Do you remember the olden days when you were young and carefree? You know, you’d get up with a smile, excited to face the challenges of the day as opportunities to improve your world.
Or how about when you would just look at your spouse or children and just feel pure and simple joy and enjoyment at simply spending the day with them without thinking about the next mortgage payment or all the demands work was placing on you.
Did you notice when the times changed for you? When you started to feel the burden of stress and most of your thoughts became counted as worries or fears? I’m not talking about a clinical type of depression or anything, but more about how adulthood, parenthood, professional life, and well, even pandemic life takes its toll on us. More and more of us are stressed out and we can’t remember the last time we weren’t stressed.
Because living with high stress can cause some serious health concerns, we wanted to share some practical and helpful ways to lower your stress and hopefully ward off the long term effects of high stress on your health and wellness. After all, less stress means better quality of life for you and for those around you. Imagine being able to just relax and enjoy your family and friends again without the constant worry and fear stress can cause? Wouldn’t that be great?
Let’s start with some basics, then we’ll share some strategies for reducing your stress and your cortisol.
There is a Stress Hormone?
It’s not quite that simple, but at the risk of oversimplifying it, you bet there is! Obviously it is a bit more complicated, but without getting too detailed, we all have this hormone called Cortisol that plays an important role in regulating several important things our body does, including:
How Does Cortisol Work Exactly?
When we’re stressed, our body makes more cortisol. So, when we experience stressful thoughts and emotions like fear, overwhelm, anxiety, anger, and more, our body sounds an alarm button and increases its production of cortisol to help keep things like our blood sugar levels and blood pressure within healthy ranges. When the stress passes, our body responds reduces how much cortisol it makes until our next serious encounter with stress.
What if We’re Under Constant Stress and the Alarm Button Stays On?
Well, if we’re under constant stress, our cortisol levels don’t decrease as they should. When our bodies have high levels of cortisol for long periods of time many of our body’s most important functions can be derailed which can an weaken our immune response and lead to the development of chronic health issues such as:
Sound familiar? So, what can we do?
For most of us, reducing our stress would mean drastically changing our circumstances or perhaps giving up some of the very things that we love, our children, our spouses, our careers.
That's not so realistic, is it? We’ve got few easier ideas that are far more realistic and much easier to pull off!

### TASK INSTRUCTIONS
1. Rewrite the part of the stress article that opens with the words containing "Let’s start with" and closes with "Cortisol Work Exactly?", using "methods" in place of "strategies".
2. Do these statements agree with the stress article? Answer yes or no for each, quoting the words that decide it. (a) The article says it is discussing a clinical type of depression. (b) According to the article, the body makes more cortisol when we are stressed. (c) The article says cortisol levels drop as they should when we are under constant stress.
3. According to the stress article, what does less stress mean?
The records that follow have no connection to the stress article above.

### EXCERPTED RECORDS
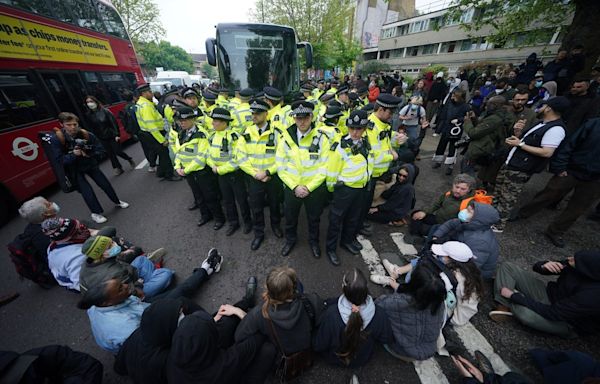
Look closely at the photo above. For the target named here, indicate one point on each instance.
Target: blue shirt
(112, 325)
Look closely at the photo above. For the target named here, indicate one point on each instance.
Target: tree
(141, 19)
(326, 24)
(170, 57)
(519, 15)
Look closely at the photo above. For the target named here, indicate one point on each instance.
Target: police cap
(333, 112)
(247, 93)
(272, 93)
(220, 114)
(143, 87)
(258, 106)
(302, 109)
(358, 119)
(184, 112)
(386, 100)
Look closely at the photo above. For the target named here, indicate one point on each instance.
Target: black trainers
(212, 264)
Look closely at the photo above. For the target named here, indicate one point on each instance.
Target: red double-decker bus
(52, 54)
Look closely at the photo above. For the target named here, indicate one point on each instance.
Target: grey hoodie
(478, 235)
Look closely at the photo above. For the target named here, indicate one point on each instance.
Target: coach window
(20, 101)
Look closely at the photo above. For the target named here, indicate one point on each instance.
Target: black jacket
(103, 123)
(574, 296)
(580, 153)
(290, 320)
(328, 337)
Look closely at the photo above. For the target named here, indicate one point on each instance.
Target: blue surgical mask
(464, 216)
(114, 251)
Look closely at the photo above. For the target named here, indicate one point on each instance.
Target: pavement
(158, 217)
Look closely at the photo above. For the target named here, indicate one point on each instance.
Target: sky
(190, 22)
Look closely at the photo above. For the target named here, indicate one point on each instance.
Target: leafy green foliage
(326, 24)
(163, 54)
(141, 18)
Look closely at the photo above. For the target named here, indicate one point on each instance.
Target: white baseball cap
(455, 250)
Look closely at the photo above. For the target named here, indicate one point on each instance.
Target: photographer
(79, 152)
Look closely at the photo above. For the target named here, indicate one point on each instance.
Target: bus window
(113, 22)
(20, 101)
(59, 93)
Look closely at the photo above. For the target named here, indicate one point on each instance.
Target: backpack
(29, 263)
(480, 196)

### ANSWERS FOR EACH ITEM
1.
Let’s start with some basics, then we’ll share some methods for reducing your stress and your cortisol.
There is a Stress Hormone?
It’s not quite that simple, but at the risk of oversimplifying it, you bet there is! Obviously it is a bit more complicated, but without getting too detailed, we all have this hormone called Cortisol that plays an important role in regulating several important things our body does, including:
How Does Cortisol Work Exactly?

2.
(a) No: "I’m not talking about a clinical type of depression or anything"
(b) Yes: "When we’re stressed, our body makes more cortisol."
(c) No: "if we’re under constant stress, our cortisol levels don’t decrease as they should."

3. Less stress means better quality of life for you and for those around you.